— Your task —
Instruction for the entries that follow: retype exactly the lines from the line with "Where can you spot the nose" to the line with "Where can you spot the plain", both included, and omit all others.

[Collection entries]
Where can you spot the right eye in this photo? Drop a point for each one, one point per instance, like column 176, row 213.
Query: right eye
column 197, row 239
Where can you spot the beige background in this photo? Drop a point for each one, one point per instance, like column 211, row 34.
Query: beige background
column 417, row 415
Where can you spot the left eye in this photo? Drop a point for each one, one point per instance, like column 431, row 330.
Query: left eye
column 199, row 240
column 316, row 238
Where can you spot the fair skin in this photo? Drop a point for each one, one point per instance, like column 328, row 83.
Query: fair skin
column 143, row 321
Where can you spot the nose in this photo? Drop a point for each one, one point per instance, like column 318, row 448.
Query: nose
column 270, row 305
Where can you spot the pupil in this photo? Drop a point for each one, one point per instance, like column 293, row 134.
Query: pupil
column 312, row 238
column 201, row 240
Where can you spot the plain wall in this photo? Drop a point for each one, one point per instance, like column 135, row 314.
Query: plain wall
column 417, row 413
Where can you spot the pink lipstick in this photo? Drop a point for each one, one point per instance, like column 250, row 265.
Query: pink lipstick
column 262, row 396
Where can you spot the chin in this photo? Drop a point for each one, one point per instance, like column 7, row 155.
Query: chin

— Output —
Where can you spot the nose in this photo? Drop a point for each one, one point per instance, like column 318, row 448.
Query: nose
column 270, row 305
Where can you spot the pupil in this photo? Drop a point for each one, one point per instance, like column 293, row 134.
Query: pupil
column 312, row 238
column 201, row 240
Where can you spot the plain wall in this photo? Drop a point for each one, one point per instance, like column 135, row 314.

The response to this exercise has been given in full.